== Text under study ==
------------------------------------
Institutions for the mentally ill and mental illness itself play a role in each of Swift's novels and some of his short stories. In Shuttlecock, however, the institution forms a central and integral part of the tale. Prentis' father, code-named "Shuttlecock" as a British spy in World War II, is a permanent resident of a London institution. The cause of his illness is unknown, a mental breakdown robbing the old man of the power of speech and all other forms of expression. Sitting in the institution with a blank expression on his face, this man is one of Shuttlecock's central figures.

Prentis describes the hospital as "an old red-brick country house of another age, set amidst trees. ŠThere are rose beds, yew walks, ornamental ponds and the sort of sculptural trees that you associate with private estates. All this is surrounded by a high brick wall; and the hospital rounds themselves are set within fields and woodlandŠ it's a strange thing that we put mad people in these walled-in parks, as if we recognize that though they have to be confined they need to rub against nature." (p.44) These institutions are nice places and their descriptions make them sound as if a pleasant holiday could be spent there.
------------------------------------
== Input data ==
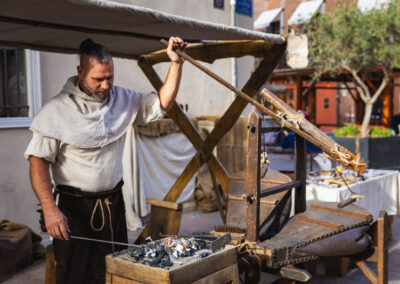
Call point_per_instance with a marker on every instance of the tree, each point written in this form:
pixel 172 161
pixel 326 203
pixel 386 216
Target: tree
pixel 347 39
------------------------------------
== Assignment 1 ==
Answer from the passage on Swift's Shuttlecock:
(a) What code name did Prentis' father have, and in what role?
(b) What did the father's mental breakdown take from him?
(c) In the quoted description, what surrounds the hospital grounds?
== Assignment 2 ==
For each statement, decide whether it agrees with the passage on Swift's Shuttlecock. Give yes or no and quote the deciding words.
(a) The cause of the father's illness is known.
(b) Among Swift's novels, mental institutions appear only in Shuttlecock.
(c) Prentis' father lives permanently in a London institution.
== Assignment 3 ==
Carry on the passage on Swift's Shuttlecock, starting after its last sentence.
None of the data is needed for this work.

== Final answer 1 ==
(a) "Shuttlecock," as a British spy in World War II.
(b) The power of speech and all other forms of expression.
(c) A high brick wall.

== Final answer 2 ==
(a) No: "The cause of his illness is unknown"
(b) No: "play a role in each of Swift's novels"
(c) Yes: "is a permanent resident of a London institution"

== Final answer 3 ==
The mental institution that is home to Shuttlecock is a microcosm of outside society. There is even a caste system of a kind, with five different wards, all named for trees. A patient enters the hospital in ward A (Acacia) and as his case becomes more and more hopeless progresses downwards to ward G (geranium), which the hospital staff jokes stands for "Gone Completely" (p.125) Prentis' father is in Eucalyptus, more than halfway along the downward progression. Even so, none of these people seem that crazy. Once inside the hospital, Prentis feels as if it could be a cleaner version of the outside world, "But then, as I've said, the people in mental hospitals aren't mad, no -- or if they behave like mad people, this is only what you'd expect in such a place -- so there seems nothing abnormal about it." (p.44) In this company, Prentis even begins to doubt his own sanity, "I go to Father [in the institution] to say things I would never say anywhere else. (Perhaps I am the deranged one, after all.)" (p.43) The hospital even has its own police, the attendants, who keep a careful watch over their community to make sure that no one commits any action out of keeping with the rules of their society, which are appropriately different from those of nearby London.